### TASK TO COMPLETE
Scan the entries below for the word "bare", then copy each line that holds it.
----
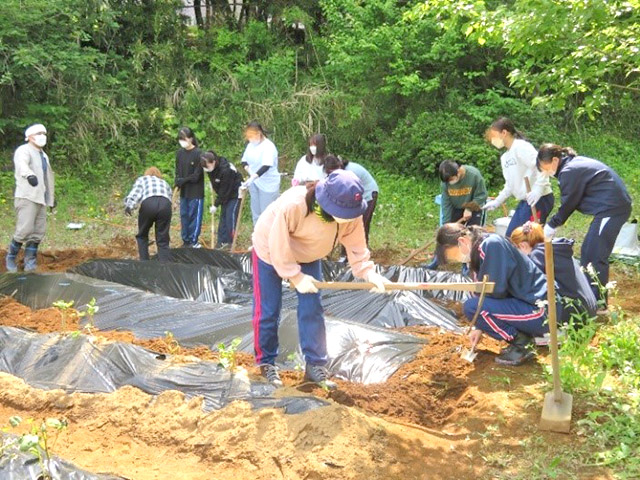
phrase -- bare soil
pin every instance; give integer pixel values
(438, 417)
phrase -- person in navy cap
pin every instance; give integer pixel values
(290, 238)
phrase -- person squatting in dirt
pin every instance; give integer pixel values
(310, 167)
(189, 178)
(260, 160)
(515, 312)
(225, 181)
(289, 241)
(153, 195)
(518, 162)
(577, 298)
(34, 193)
(592, 188)
(332, 163)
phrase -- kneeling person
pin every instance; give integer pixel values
(512, 312)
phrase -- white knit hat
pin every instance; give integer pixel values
(35, 128)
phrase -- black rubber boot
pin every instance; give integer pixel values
(520, 350)
(12, 253)
(30, 257)
(318, 374)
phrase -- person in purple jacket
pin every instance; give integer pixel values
(514, 312)
(592, 188)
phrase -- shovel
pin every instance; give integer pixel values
(534, 211)
(470, 354)
(556, 411)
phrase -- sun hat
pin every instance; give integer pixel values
(341, 195)
(33, 129)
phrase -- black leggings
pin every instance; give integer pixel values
(154, 210)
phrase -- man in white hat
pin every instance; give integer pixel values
(34, 193)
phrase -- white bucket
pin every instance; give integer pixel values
(501, 224)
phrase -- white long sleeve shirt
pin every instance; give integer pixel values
(519, 162)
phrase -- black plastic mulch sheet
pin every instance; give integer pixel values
(79, 364)
(359, 353)
(214, 284)
(203, 283)
(17, 465)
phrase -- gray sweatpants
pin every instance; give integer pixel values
(31, 221)
(260, 200)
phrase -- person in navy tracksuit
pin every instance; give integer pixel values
(511, 313)
(576, 296)
(592, 188)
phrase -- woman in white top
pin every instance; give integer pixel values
(518, 162)
(309, 167)
(260, 160)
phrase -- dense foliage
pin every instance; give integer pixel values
(403, 84)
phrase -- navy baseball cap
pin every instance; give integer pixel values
(341, 195)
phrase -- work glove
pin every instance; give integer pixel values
(306, 285)
(474, 337)
(492, 205)
(533, 197)
(549, 232)
(379, 281)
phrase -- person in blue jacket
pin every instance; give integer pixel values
(576, 296)
(592, 188)
(514, 312)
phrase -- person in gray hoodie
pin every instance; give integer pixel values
(34, 193)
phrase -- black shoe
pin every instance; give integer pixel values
(319, 374)
(270, 372)
(519, 351)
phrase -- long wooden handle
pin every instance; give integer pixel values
(527, 184)
(551, 317)
(477, 287)
(417, 251)
(237, 232)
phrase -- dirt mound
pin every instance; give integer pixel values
(166, 437)
(61, 260)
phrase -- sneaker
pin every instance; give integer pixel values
(546, 339)
(319, 374)
(270, 372)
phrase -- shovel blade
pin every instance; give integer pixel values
(468, 355)
(556, 415)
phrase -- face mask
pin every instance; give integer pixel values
(497, 142)
(40, 139)
(464, 257)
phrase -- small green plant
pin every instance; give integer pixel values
(66, 311)
(293, 358)
(172, 344)
(92, 309)
(39, 441)
(228, 354)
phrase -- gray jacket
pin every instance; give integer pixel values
(27, 162)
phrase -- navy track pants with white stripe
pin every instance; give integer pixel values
(503, 318)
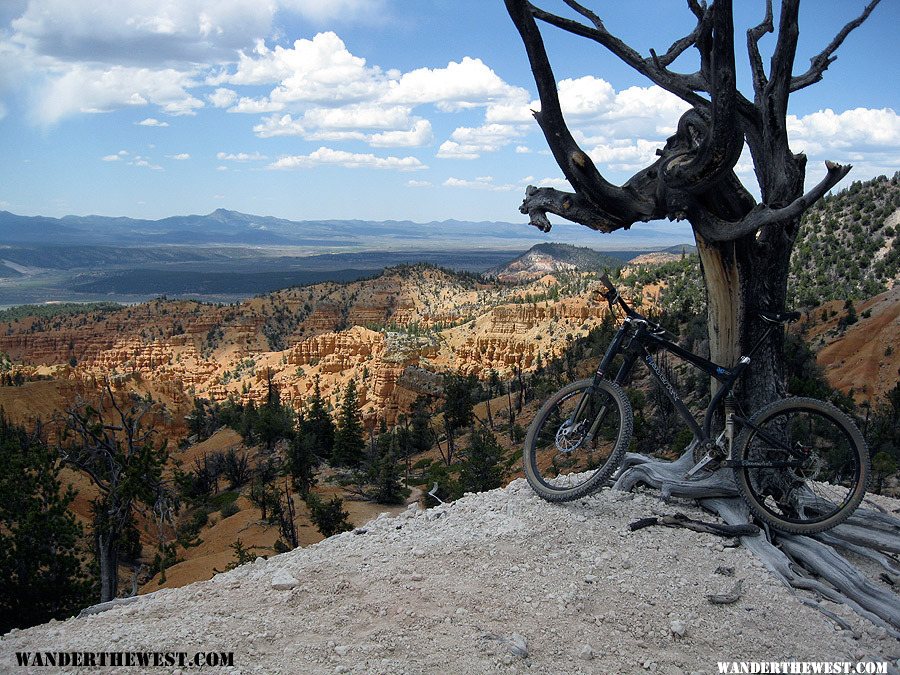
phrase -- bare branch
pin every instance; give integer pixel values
(821, 61)
(629, 205)
(712, 228)
(540, 201)
(778, 87)
(753, 37)
(721, 141)
(683, 86)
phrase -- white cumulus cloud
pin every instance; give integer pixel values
(480, 183)
(151, 122)
(240, 156)
(328, 156)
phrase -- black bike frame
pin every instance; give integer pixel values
(634, 338)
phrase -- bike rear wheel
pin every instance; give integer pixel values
(818, 465)
(577, 440)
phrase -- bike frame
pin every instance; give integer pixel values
(634, 338)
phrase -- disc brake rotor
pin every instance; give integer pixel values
(569, 438)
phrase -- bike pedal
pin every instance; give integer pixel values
(706, 465)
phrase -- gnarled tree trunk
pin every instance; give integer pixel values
(744, 245)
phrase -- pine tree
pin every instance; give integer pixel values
(457, 408)
(318, 426)
(422, 437)
(389, 488)
(302, 459)
(481, 468)
(41, 569)
(328, 517)
(349, 441)
(273, 421)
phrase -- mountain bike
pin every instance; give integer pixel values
(800, 464)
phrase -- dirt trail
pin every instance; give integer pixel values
(496, 582)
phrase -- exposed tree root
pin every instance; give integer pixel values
(807, 563)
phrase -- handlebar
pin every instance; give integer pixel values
(613, 297)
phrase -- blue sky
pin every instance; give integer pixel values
(370, 109)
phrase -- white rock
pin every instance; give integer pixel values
(283, 580)
(517, 645)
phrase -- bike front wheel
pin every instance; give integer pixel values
(577, 440)
(801, 465)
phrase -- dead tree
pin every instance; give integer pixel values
(744, 245)
(111, 445)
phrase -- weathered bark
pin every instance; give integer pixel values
(744, 247)
(108, 560)
(804, 563)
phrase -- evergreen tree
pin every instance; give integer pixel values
(349, 441)
(248, 423)
(389, 488)
(328, 517)
(41, 569)
(318, 426)
(458, 404)
(273, 421)
(422, 437)
(481, 468)
(302, 459)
----
### COMPLETED EXERCISE
phrase -- bare soil
phrase -- bare branch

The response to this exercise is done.